**TASK TO CARRY OUT**
Count the lines in the entries that contain the string "short", treating uppercase and lowercase as different, and give only that number.

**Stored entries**
· · · · ·

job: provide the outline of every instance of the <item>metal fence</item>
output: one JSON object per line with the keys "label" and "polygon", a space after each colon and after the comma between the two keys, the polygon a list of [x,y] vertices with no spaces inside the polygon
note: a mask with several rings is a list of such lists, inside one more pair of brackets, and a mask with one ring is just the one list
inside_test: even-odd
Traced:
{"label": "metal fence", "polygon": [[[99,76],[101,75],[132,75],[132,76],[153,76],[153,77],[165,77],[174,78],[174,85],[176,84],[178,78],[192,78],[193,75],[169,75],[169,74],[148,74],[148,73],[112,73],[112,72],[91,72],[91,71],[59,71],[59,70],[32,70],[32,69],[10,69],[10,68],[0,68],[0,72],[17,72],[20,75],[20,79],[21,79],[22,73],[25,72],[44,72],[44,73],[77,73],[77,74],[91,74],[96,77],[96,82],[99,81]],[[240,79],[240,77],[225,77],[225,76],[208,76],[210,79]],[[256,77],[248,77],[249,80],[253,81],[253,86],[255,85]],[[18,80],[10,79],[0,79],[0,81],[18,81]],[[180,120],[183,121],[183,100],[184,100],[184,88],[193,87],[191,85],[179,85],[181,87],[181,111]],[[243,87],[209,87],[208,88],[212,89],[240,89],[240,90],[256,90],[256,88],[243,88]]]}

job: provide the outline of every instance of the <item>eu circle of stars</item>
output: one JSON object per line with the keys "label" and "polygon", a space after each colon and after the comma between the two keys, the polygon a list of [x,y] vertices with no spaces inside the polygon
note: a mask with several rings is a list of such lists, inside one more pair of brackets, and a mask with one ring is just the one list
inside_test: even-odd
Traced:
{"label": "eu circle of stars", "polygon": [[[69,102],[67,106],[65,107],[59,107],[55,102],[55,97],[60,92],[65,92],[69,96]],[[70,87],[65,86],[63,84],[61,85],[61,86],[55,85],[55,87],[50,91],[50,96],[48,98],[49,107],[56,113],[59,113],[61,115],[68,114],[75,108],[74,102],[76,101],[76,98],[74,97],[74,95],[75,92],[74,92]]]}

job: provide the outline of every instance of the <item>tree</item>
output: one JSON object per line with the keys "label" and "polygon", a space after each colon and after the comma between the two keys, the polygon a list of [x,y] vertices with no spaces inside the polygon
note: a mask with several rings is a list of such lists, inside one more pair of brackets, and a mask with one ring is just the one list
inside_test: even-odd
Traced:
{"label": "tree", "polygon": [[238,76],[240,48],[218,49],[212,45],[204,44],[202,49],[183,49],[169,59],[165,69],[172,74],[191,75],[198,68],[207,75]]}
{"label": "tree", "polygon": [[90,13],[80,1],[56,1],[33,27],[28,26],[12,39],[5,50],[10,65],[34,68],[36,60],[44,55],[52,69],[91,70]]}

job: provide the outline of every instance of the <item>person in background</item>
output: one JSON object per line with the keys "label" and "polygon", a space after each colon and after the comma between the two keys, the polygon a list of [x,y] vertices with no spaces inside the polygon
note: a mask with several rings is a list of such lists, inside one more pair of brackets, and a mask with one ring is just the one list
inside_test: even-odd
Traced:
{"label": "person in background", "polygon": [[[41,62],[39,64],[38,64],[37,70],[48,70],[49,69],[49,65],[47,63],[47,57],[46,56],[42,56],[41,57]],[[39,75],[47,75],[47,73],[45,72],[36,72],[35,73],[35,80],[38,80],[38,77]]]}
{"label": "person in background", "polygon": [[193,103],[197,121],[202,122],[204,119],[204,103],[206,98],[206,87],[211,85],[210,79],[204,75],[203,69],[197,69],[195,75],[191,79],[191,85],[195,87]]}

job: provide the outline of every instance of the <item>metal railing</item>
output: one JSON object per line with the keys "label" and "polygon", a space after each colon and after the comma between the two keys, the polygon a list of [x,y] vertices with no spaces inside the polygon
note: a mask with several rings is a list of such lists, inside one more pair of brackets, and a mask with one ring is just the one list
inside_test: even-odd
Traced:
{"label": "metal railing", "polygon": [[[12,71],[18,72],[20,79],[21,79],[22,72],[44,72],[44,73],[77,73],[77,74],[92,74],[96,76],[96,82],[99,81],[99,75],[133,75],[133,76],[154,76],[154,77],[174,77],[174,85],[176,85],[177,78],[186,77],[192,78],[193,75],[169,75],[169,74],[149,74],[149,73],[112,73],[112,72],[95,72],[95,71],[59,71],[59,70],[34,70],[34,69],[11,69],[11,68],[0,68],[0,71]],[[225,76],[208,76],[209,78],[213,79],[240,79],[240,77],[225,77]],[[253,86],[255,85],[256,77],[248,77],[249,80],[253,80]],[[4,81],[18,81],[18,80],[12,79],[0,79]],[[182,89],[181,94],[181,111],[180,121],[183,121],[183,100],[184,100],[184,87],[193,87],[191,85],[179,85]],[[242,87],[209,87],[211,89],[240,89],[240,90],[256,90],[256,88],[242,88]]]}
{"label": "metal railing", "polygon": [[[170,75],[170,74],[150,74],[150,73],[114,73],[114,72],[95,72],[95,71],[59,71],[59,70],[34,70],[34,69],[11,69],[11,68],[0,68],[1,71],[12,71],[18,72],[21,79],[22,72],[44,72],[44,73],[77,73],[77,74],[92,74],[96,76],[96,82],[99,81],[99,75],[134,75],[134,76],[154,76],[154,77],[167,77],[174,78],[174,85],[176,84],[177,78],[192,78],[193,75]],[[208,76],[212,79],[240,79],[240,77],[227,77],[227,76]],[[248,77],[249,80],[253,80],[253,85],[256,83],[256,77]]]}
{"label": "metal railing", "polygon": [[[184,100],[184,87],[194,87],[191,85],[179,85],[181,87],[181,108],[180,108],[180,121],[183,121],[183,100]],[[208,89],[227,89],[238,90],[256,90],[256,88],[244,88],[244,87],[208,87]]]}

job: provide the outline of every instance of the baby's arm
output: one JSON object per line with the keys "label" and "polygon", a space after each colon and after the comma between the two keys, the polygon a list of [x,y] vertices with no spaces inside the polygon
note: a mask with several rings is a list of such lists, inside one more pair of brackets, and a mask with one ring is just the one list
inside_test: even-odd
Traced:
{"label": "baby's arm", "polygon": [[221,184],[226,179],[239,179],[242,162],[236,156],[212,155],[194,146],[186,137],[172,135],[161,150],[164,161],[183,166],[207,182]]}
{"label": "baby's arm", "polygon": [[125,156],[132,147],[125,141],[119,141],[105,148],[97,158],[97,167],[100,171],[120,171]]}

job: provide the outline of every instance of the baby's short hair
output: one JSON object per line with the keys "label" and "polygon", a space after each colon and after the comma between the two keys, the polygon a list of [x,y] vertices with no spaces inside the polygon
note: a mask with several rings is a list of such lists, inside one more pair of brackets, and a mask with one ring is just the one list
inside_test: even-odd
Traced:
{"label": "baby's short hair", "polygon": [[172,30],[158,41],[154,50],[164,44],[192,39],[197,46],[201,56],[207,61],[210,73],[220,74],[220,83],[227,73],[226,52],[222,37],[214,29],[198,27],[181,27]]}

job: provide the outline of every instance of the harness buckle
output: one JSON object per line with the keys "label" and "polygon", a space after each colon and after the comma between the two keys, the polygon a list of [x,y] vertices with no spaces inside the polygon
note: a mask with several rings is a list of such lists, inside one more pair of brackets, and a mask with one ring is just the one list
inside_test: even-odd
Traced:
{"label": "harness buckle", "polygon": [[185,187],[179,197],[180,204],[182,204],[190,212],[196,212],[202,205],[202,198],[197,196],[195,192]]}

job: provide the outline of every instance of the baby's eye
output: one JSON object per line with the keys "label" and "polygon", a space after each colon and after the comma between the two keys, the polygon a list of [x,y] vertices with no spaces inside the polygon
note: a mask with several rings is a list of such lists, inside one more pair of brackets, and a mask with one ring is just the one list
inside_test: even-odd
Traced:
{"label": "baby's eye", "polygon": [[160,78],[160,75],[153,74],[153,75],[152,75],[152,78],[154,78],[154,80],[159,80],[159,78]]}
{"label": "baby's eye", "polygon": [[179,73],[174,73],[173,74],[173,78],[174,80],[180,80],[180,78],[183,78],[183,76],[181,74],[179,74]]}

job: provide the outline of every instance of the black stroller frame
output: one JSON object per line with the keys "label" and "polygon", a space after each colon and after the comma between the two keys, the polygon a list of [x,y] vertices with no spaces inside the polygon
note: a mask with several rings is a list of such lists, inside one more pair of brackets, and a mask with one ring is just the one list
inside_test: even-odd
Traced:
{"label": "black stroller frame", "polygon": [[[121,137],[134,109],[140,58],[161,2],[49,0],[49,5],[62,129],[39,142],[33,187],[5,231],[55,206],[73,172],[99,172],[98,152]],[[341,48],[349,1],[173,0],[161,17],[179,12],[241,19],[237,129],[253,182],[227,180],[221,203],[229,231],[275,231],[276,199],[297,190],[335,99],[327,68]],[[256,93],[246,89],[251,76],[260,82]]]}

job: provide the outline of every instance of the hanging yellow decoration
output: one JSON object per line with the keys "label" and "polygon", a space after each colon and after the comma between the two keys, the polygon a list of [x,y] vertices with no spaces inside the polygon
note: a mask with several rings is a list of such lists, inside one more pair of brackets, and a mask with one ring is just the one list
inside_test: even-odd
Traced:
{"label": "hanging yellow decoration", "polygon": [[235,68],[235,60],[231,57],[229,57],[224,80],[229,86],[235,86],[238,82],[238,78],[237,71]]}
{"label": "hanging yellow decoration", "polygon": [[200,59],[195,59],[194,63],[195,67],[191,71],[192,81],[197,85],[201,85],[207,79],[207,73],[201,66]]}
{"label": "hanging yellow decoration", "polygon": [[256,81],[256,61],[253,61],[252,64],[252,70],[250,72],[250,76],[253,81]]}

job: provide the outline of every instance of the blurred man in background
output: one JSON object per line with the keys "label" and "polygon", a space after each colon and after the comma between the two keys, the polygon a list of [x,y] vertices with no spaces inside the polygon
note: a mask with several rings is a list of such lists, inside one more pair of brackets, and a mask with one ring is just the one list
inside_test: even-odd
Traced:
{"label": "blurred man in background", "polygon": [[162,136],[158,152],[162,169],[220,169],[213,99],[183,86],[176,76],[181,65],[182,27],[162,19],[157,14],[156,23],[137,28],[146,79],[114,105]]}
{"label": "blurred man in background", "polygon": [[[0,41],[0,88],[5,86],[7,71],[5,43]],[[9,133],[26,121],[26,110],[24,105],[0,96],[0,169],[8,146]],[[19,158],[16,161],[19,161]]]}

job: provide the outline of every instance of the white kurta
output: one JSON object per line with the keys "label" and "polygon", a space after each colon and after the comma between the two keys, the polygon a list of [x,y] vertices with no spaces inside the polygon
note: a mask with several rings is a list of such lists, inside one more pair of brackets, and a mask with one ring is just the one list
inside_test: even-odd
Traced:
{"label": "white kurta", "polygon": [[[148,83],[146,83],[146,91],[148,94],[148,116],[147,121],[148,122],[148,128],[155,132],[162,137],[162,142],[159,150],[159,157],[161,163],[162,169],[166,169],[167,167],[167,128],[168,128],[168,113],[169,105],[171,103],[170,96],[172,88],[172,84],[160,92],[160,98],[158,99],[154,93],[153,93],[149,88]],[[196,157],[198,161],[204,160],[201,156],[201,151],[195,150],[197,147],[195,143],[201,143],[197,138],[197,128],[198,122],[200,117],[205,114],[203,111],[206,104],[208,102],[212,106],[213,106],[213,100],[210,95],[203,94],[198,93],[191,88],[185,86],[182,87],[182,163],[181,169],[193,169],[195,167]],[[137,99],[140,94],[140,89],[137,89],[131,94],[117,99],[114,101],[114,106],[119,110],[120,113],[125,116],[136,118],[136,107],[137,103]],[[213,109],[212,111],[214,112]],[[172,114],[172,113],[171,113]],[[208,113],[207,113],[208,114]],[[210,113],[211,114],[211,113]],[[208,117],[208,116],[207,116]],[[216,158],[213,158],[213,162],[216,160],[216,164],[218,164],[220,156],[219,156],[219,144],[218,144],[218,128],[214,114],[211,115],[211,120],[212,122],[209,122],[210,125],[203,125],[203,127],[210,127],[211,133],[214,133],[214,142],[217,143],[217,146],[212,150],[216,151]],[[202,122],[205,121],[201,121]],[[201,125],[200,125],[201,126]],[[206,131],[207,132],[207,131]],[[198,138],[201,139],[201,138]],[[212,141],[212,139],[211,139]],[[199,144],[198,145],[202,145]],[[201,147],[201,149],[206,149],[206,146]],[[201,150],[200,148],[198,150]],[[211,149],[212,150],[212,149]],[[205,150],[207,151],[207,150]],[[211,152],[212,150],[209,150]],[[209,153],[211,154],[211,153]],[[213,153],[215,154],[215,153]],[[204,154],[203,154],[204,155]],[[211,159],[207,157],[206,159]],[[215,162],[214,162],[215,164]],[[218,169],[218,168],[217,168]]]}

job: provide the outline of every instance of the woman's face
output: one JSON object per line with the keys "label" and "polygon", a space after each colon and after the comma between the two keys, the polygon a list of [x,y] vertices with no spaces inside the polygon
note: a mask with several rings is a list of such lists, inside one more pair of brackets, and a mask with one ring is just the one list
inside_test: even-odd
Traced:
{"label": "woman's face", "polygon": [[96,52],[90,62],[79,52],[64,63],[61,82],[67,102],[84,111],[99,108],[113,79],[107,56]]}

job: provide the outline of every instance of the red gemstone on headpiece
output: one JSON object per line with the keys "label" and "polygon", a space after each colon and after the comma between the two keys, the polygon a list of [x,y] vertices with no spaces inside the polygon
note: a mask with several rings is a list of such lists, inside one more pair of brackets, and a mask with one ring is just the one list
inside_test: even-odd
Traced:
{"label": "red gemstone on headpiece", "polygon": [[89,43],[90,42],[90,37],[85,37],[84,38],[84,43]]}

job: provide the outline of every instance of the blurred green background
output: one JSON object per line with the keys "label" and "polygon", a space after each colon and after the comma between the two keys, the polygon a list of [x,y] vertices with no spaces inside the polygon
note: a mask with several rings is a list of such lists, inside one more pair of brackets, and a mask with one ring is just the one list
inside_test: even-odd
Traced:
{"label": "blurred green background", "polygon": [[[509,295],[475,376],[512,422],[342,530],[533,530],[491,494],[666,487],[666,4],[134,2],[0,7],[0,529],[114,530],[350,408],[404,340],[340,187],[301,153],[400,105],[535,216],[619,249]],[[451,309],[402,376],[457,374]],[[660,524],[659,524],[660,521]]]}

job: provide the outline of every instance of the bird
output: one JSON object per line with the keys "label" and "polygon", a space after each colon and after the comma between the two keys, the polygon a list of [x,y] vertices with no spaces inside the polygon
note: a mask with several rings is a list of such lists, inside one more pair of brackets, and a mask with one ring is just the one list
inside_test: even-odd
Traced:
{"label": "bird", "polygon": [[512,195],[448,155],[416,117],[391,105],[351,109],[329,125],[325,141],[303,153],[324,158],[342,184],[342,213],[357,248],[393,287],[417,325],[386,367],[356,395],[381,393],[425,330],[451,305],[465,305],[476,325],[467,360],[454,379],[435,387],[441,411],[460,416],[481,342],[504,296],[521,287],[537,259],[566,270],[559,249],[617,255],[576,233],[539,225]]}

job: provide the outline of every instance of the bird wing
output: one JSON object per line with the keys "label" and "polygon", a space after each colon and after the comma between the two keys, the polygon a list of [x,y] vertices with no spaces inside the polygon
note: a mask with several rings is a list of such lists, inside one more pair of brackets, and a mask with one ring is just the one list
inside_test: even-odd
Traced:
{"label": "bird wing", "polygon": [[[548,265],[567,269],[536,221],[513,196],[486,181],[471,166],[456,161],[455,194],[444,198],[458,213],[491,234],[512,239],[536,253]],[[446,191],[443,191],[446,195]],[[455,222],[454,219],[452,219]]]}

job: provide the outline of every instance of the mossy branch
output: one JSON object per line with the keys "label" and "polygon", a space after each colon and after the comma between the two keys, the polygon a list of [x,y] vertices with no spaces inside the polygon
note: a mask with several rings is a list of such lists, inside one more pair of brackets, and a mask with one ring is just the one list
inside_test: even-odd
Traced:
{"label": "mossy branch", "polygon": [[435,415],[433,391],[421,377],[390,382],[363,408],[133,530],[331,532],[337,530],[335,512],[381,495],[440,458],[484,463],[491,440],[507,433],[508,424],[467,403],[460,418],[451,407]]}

· · · · ·

**THE RESULT**
2